> [Problem statement]
Return every line of the data exactly as it stands.

——————————

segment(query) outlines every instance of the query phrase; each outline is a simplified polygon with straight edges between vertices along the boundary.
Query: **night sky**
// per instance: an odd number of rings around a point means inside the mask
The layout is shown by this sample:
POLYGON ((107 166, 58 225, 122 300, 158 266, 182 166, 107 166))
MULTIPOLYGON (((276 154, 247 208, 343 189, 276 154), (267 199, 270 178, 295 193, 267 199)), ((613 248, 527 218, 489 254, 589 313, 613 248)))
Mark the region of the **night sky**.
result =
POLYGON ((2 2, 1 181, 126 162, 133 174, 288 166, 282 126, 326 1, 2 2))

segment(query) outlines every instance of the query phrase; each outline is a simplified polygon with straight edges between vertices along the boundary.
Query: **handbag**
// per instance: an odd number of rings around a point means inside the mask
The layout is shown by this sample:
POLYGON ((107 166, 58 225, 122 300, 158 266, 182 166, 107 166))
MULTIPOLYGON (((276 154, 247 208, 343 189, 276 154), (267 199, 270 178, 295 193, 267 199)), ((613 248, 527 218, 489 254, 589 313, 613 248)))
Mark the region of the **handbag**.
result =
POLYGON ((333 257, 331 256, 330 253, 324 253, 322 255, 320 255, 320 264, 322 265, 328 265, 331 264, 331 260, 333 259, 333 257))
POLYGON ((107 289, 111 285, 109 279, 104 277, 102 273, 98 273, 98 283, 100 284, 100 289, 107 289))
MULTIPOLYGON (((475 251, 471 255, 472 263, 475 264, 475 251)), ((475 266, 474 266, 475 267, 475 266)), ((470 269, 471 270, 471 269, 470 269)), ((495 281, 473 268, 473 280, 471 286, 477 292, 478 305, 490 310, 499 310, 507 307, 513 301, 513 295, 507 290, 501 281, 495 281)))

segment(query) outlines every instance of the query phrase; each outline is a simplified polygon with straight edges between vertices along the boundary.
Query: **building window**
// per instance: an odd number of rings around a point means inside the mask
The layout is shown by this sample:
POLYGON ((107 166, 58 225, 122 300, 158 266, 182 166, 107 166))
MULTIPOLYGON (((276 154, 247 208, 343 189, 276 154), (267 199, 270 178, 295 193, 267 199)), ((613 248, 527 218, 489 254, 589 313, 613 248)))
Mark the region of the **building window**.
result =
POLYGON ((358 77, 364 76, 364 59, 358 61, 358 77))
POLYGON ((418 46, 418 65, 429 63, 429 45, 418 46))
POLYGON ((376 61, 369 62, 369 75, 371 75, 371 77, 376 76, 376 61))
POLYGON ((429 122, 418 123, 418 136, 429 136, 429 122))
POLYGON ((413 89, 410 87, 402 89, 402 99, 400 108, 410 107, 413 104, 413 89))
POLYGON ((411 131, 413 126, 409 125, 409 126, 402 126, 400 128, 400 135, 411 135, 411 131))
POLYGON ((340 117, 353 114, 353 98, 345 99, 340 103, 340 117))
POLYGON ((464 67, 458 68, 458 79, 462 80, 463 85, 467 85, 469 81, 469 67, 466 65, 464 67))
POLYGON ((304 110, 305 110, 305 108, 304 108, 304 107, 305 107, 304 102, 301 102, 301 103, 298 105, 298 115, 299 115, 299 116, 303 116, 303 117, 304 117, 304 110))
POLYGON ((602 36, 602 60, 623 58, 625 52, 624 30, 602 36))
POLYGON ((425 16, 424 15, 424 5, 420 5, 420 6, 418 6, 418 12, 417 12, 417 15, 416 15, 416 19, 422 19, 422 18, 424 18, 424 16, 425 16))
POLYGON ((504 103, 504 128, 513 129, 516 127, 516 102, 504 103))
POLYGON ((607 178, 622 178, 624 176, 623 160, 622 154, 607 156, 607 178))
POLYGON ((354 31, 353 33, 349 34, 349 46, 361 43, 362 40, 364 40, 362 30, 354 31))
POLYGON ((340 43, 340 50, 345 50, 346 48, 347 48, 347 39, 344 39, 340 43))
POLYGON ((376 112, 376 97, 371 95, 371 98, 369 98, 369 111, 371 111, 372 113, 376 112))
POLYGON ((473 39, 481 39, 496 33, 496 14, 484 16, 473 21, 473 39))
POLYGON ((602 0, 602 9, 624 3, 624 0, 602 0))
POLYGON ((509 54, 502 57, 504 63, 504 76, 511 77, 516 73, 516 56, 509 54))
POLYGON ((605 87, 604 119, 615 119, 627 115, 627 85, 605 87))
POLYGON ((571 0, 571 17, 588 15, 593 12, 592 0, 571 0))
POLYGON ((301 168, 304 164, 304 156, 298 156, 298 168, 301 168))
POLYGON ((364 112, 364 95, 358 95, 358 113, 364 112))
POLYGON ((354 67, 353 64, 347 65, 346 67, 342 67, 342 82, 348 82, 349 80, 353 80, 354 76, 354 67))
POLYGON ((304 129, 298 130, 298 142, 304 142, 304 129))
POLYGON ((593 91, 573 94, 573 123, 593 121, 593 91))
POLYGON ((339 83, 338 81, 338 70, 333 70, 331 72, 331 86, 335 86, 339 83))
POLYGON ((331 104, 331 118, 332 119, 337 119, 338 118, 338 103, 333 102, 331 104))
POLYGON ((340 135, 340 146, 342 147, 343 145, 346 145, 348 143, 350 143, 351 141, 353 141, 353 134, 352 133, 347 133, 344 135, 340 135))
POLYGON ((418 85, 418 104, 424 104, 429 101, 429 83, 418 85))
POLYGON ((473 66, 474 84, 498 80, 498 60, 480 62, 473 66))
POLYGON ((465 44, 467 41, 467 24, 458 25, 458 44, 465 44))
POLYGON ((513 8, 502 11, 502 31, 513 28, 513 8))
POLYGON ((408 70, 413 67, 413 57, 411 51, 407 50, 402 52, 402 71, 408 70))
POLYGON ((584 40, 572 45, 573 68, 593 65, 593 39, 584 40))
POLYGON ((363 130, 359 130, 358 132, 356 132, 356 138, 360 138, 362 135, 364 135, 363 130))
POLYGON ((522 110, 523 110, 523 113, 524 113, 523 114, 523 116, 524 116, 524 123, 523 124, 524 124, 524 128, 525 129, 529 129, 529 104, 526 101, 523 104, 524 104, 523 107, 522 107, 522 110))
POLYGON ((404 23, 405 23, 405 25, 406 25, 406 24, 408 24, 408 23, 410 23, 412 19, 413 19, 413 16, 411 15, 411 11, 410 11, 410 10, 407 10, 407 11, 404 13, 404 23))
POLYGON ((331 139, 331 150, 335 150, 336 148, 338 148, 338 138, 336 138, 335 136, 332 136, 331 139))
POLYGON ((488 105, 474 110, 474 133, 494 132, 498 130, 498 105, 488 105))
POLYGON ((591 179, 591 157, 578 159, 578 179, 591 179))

——————————

> [Written response]
segment(query) outlines every instance of the query phrase; each outline is a simplified polygon with straight edges between vertices along the boundary.
Query: **night sky**
// per instance: an odd number of rings around a point means inside the mask
The layout is shown by this sample:
POLYGON ((107 166, 58 225, 122 300, 158 266, 182 166, 107 166))
MULTIPOLYGON (((276 154, 247 208, 343 189, 276 154), (267 199, 270 178, 295 193, 267 199)), ((613 248, 527 218, 489 254, 589 313, 613 248)))
Mark the region of the **night sky**.
result =
POLYGON ((2 2, 1 181, 126 162, 133 174, 288 166, 282 126, 326 1, 2 2))

segment(query) outlines every instance of the query phrase; each outline is a simplified polygon with straight edges between vertices along the boundary.
Query: **handbag**
// per instance: an odd number of rings around a point means inside the mask
The layout is shown by this sample:
POLYGON ((107 166, 58 225, 122 300, 158 266, 182 166, 107 166))
MULTIPOLYGON (((276 154, 247 208, 343 189, 276 154), (267 199, 270 178, 295 193, 267 199)), ((613 248, 527 218, 489 254, 589 313, 613 248)))
Mark the region of the **handbag**.
result =
POLYGON ((333 257, 331 256, 330 253, 324 253, 322 255, 320 255, 320 264, 322 265, 328 265, 331 264, 331 260, 333 259, 333 257))
POLYGON ((107 289, 111 285, 109 279, 104 277, 102 273, 98 273, 98 283, 100 284, 100 289, 107 289))
MULTIPOLYGON (((475 251, 471 255, 472 263, 475 264, 475 251)), ((475 266, 474 266, 475 267, 475 266)), ((470 269, 471 270, 471 269, 470 269)), ((495 281, 473 268, 473 280, 471 286, 477 292, 478 305, 490 310, 499 310, 507 307, 513 301, 513 295, 507 290, 501 281, 495 281)))

segment(query) outlines every instance of the query phrase; each outline is a simplified polygon with straight edges between vertices along the boundary.
Query: **building window**
// per instance: an odd number of rings around a point means inside the mask
The layout is shown by this sample:
POLYGON ((107 166, 58 225, 122 300, 158 266, 182 166, 107 166))
MULTIPOLYGON (((276 154, 247 208, 343 189, 276 154), (267 199, 270 178, 295 193, 267 199)), ((613 248, 527 218, 489 254, 589 313, 613 248)))
Mark the region of the **building window**.
result =
POLYGON ((358 77, 364 76, 364 59, 358 61, 358 77))
POLYGON ((418 46, 418 65, 429 63, 429 45, 418 46))
POLYGON ((376 61, 369 62, 369 75, 371 75, 371 77, 376 76, 376 61))
POLYGON ((429 122, 418 123, 418 136, 429 136, 429 122))
POLYGON ((413 89, 410 87, 402 89, 402 99, 400 108, 410 107, 413 104, 413 89))
POLYGON ((411 131, 413 126, 409 125, 409 126, 402 126, 400 128, 400 135, 411 135, 411 131))
POLYGON ((340 117, 353 114, 353 98, 345 99, 340 103, 340 117))
POLYGON ((464 67, 458 68, 458 79, 462 80, 463 85, 467 85, 469 81, 469 67, 466 65, 464 67))
POLYGON ((304 110, 305 110, 305 108, 304 108, 304 107, 305 107, 304 102, 301 102, 301 103, 298 105, 298 115, 299 115, 299 116, 303 116, 303 117, 304 117, 304 110))
POLYGON ((602 36, 602 60, 623 58, 625 52, 624 30, 602 36))
POLYGON ((425 16, 424 15, 424 5, 420 5, 420 6, 418 6, 418 12, 417 12, 417 15, 416 15, 416 19, 422 19, 422 18, 424 18, 424 16, 425 16))
POLYGON ((504 103, 504 128, 513 129, 516 127, 516 102, 504 103))
POLYGON ((607 178, 622 178, 624 176, 623 160, 622 154, 607 156, 607 178))
POLYGON ((354 31, 353 33, 349 34, 349 46, 361 43, 362 40, 364 40, 362 30, 354 31))
POLYGON ((340 43, 340 50, 345 50, 346 48, 347 48, 347 39, 344 39, 340 43))
POLYGON ((376 112, 376 97, 371 95, 371 98, 369 98, 369 111, 371 111, 372 113, 376 112))
POLYGON ((473 39, 481 39, 496 33, 496 14, 484 16, 473 21, 473 39))
POLYGON ((602 0, 602 9, 624 3, 624 0, 602 0))
POLYGON ((509 54, 502 57, 504 63, 504 76, 511 77, 516 73, 516 56, 509 54))
POLYGON ((605 87, 604 119, 615 119, 627 115, 627 85, 605 87))
POLYGON ((571 0, 571 17, 588 15, 593 12, 592 0, 571 0))
POLYGON ((301 168, 304 164, 304 156, 298 156, 298 168, 301 168))
POLYGON ((364 112, 364 95, 358 95, 358 113, 364 112))
POLYGON ((354 67, 353 64, 347 65, 346 67, 342 67, 342 82, 348 82, 349 80, 353 80, 354 76, 354 67))
POLYGON ((304 129, 298 130, 298 142, 304 142, 304 129))
POLYGON ((593 91, 573 94, 573 123, 593 121, 593 91))
POLYGON ((339 83, 338 81, 338 70, 333 70, 331 72, 331 86, 335 86, 339 83))
POLYGON ((331 104, 331 118, 332 119, 337 119, 338 118, 338 103, 333 102, 331 104))
POLYGON ((340 135, 340 146, 342 147, 343 145, 346 145, 348 143, 350 143, 351 141, 353 141, 353 134, 352 133, 347 133, 344 135, 340 135))
POLYGON ((418 85, 418 104, 424 104, 429 101, 429 83, 418 85))
POLYGON ((473 66, 474 84, 498 80, 498 60, 480 62, 473 66))
POLYGON ((465 44, 467 41, 467 24, 458 25, 458 44, 465 44))
POLYGON ((513 8, 502 11, 502 31, 513 28, 513 8))
POLYGON ((408 70, 413 67, 413 57, 411 51, 407 50, 402 52, 402 71, 408 70))
POLYGON ((584 40, 572 45, 573 68, 593 65, 593 39, 584 40))
POLYGON ((363 130, 359 130, 358 132, 356 132, 356 138, 360 138, 362 135, 364 135, 363 130))
POLYGON ((522 110, 523 110, 523 113, 524 113, 523 114, 523 116, 524 116, 524 123, 523 124, 524 124, 524 128, 525 129, 529 129, 529 104, 526 101, 523 104, 524 104, 523 107, 522 107, 522 110))
POLYGON ((404 23, 405 23, 405 25, 406 25, 406 24, 408 24, 408 23, 410 23, 412 19, 413 19, 413 16, 411 15, 411 11, 410 11, 410 10, 407 10, 407 11, 404 13, 404 23))
POLYGON ((331 139, 331 150, 335 150, 336 148, 338 148, 338 138, 336 138, 335 136, 332 136, 331 139))
POLYGON ((488 105, 474 110, 474 133, 494 132, 498 130, 498 105, 488 105))
POLYGON ((591 179, 591 157, 578 159, 578 179, 591 179))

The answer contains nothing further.